WORK TO BE COMPLETED
The complete listing, repeated precisely, must form the answer.

MATERIAL FOR THE TASK
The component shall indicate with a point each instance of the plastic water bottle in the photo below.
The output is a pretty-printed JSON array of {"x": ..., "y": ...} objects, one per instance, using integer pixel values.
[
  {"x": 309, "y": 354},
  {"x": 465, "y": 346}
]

YOUR RESPONSE
The component shall indicate with a point each instance of the plastic water bottle in the photo below.
The output is a pretty-printed JSON array of {"x": ..., "y": ...} objects, one per instance, using integer pixel values.
[
  {"x": 309, "y": 354},
  {"x": 465, "y": 346}
]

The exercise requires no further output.